### [Task statement]
Please format all of the items below as a JSON list of strings, with one string per line and blank lines left out. Leave the pictures out of the list.

### [The input]
--------
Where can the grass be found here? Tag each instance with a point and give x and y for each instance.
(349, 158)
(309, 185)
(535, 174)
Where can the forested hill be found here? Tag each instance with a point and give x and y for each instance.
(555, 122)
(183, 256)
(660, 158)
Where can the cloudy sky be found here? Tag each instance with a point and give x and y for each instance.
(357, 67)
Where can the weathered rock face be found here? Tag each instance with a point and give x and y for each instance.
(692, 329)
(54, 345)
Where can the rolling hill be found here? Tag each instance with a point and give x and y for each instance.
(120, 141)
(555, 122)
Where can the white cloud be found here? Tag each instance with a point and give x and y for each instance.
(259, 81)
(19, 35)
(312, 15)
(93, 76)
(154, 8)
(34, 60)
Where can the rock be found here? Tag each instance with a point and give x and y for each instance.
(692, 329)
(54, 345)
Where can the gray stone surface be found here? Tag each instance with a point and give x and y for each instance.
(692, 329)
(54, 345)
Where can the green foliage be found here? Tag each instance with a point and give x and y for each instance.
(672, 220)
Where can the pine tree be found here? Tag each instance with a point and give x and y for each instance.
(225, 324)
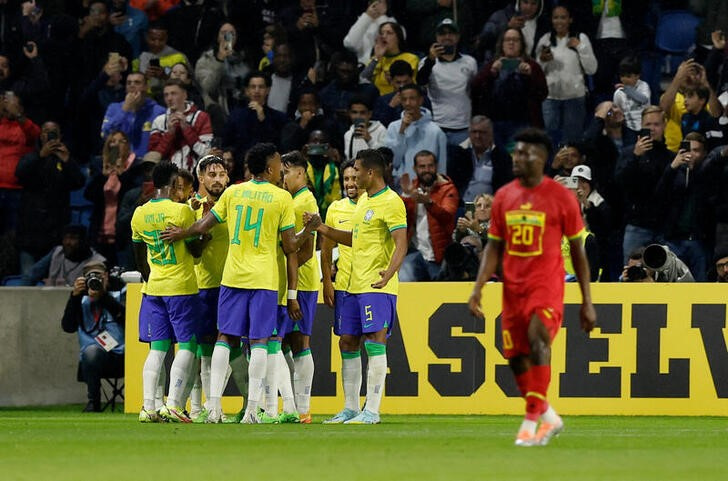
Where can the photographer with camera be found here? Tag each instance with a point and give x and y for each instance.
(95, 311)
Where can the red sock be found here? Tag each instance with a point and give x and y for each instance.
(538, 385)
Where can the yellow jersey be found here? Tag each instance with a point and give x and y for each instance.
(372, 246)
(339, 217)
(172, 271)
(309, 275)
(209, 268)
(255, 212)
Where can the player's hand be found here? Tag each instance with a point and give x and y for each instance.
(294, 310)
(329, 294)
(382, 283)
(474, 304)
(588, 317)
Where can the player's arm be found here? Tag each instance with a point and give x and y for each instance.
(399, 236)
(587, 314)
(488, 265)
(327, 248)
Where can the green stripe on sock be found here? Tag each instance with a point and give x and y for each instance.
(375, 349)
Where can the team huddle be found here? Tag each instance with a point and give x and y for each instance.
(231, 275)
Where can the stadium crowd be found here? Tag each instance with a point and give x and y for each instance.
(97, 92)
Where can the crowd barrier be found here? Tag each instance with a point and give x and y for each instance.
(658, 349)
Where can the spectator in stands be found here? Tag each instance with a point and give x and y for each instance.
(683, 191)
(390, 46)
(253, 121)
(156, 62)
(363, 34)
(309, 116)
(183, 133)
(364, 132)
(96, 313)
(47, 175)
(478, 166)
(431, 201)
(182, 72)
(632, 95)
(388, 108)
(19, 135)
(64, 263)
(220, 72)
(133, 116)
(523, 15)
(130, 22)
(565, 56)
(414, 132)
(510, 89)
(447, 74)
(690, 74)
(638, 172)
(322, 171)
(105, 190)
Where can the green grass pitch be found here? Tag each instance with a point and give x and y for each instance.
(63, 444)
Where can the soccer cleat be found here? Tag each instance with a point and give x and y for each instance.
(546, 431)
(174, 414)
(149, 417)
(342, 417)
(364, 417)
(289, 418)
(526, 439)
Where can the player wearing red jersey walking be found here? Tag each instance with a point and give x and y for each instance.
(529, 217)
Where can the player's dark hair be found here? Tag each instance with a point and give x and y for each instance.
(163, 174)
(371, 159)
(294, 158)
(258, 156)
(532, 135)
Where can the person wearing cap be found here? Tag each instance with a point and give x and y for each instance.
(447, 74)
(96, 314)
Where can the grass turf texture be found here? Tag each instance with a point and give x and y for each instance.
(63, 444)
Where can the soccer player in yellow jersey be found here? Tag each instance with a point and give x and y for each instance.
(298, 334)
(257, 214)
(378, 240)
(171, 306)
(338, 216)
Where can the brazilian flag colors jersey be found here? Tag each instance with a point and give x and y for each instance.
(172, 271)
(309, 276)
(209, 268)
(372, 246)
(339, 216)
(255, 212)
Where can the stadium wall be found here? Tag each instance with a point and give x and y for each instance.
--------
### [Result of this exercise]
[
  "Where can the grass be found here? Tag each instance with a point and give x and y for each instance.",
  "(349, 158)",
  "(309, 185)",
  "(535, 174)",
  "Where can the forested hill be found here? Tag each instance with a point and give x and y for each instance.",
  "(555, 122)",
  "(183, 256)",
  "(660, 158)",
  "Where can the cloudy sky be found here? Tag each instance with a point and give x and y for each instance.",
  "(357, 67)",
  "Where can the weathered rock face be found here? Tag each instance with a point and give x and y for each instance.",
  "(692, 329)",
  "(54, 345)",
  "Where can the rolling hill be found here? Tag each instance with a point and give x and y for each instance.",
  "(120, 141)",
  "(555, 122)",
  "Where can the white cloud be found here? Tag each instance with a point and give x and y for each instance.",
  "(259, 81)",
  "(19, 35)",
  "(312, 15)",
  "(93, 76)",
  "(154, 8)",
  "(34, 60)",
  "Where can the rock be found here? Tag each instance with a point and give x and y for each instance.",
  "(692, 329)",
  "(54, 345)",
  "Where can the gray stone surface be found here? Tag each instance with a point and give x and y for each instance.",
  "(692, 329)",
  "(54, 345)",
  "Where can the green foliage be found here? Tag each instance with a point and give x and y for each instance.",
  "(672, 220)",
  "Where can the pine tree be found here? Tag each instance with a point and give x and y for each instance.",
  "(225, 324)",
  "Where can the photographer with camera be found here? Tag each instance with a point and give x and y for each instance.",
  "(95, 311)",
  "Where can the red sock be found here? Tag each instance with a point and give x and y for each instance.",
  "(538, 385)",
  "Where can the yellow jersey be found here? Tag each instance with a point and give x and y for each instance.",
  "(372, 246)",
  "(339, 217)",
  "(172, 271)",
  "(309, 275)",
  "(209, 268)",
  "(255, 212)",
  "Where can the player's hand be found here? Tag each instance with a point and give x and y for each instance.",
  "(294, 310)",
  "(329, 294)",
  "(382, 283)",
  "(474, 304)",
  "(588, 317)",
  "Where can the player's arm be found here? Tag each instance with a point and give x and y for each instance.",
  "(399, 236)",
  "(587, 314)",
  "(488, 265)",
  "(327, 248)",
  "Where can the green stripe on sock be found here? Tag each instance with a point and give x and y for each instance.",
  "(375, 349)",
  "Where can the team huddle be found here? Tag each instance with a point and give x and y for each instance.",
  "(231, 275)",
  "Where can the stadium crowd be found here? Tag each instance with a point and give x and y for each instance.",
  "(97, 92)",
  "Where can the crowd barrier be found here? Tag each instance with a point and give x and y for each instance.",
  "(658, 349)",
  "Where can the spectator in stands be found here? Tag each instance with a point and give x and y for each instance.",
  "(683, 191)",
  "(390, 46)",
  "(253, 121)",
  "(156, 62)",
  "(363, 34)",
  "(309, 116)",
  "(183, 133)",
  "(364, 132)",
  "(96, 313)",
  "(47, 175)",
  "(478, 166)",
  "(431, 201)",
  "(182, 72)",
  "(632, 95)",
  "(388, 108)",
  "(19, 135)",
  "(64, 263)",
  "(220, 72)",
  "(133, 116)",
  "(523, 15)",
  "(130, 22)",
  "(565, 56)",
  "(414, 132)",
  "(510, 89)",
  "(447, 74)",
  "(690, 74)",
  "(638, 172)",
  "(322, 171)",
  "(105, 190)",
  "Where can the green grass pitch be found here? Tag each instance with a point and give x and y for each instance.",
  "(63, 444)",
  "Where can the soccer cleat be found here? Tag each instance with a point and give x and y for each instance.",
  "(546, 431)",
  "(174, 414)",
  "(149, 417)",
  "(342, 417)",
  "(364, 417)",
  "(289, 418)",
  "(526, 439)",
  "Where can the player wearing red jersey walking be found here? Tag each instance with a point and give x and y for each instance.",
  "(529, 217)",
  "Where can the player's dark hair be found here? Tag each instance with a point and give x and y for each instance.",
  "(163, 174)",
  "(371, 159)",
  "(294, 158)",
  "(258, 156)",
  "(532, 135)",
  "Where can the person wearing cap be found here? Tag each instance with a point and give x and y for each instance.",
  "(447, 74)",
  "(96, 314)",
  "Where can the grass turf texture be found here? Tag each instance with a point and give x and y for each instance.",
  "(63, 444)",
  "Where can the soccer player in yellow jersey be found here? Tag each instance with a point and give x and y for each instance.",
  "(298, 334)",
  "(257, 214)",
  "(378, 240)",
  "(171, 306)",
  "(338, 216)",
  "Where can the brazilian flag colors jersey be found here? Tag each instance with a point and give x and y for each instance.",
  "(172, 271)",
  "(309, 276)",
  "(209, 268)",
  "(372, 246)",
  "(339, 216)",
  "(255, 212)",
  "Where can the stadium wall be found here? Tag each instance with a point and give x and y for each instance."
]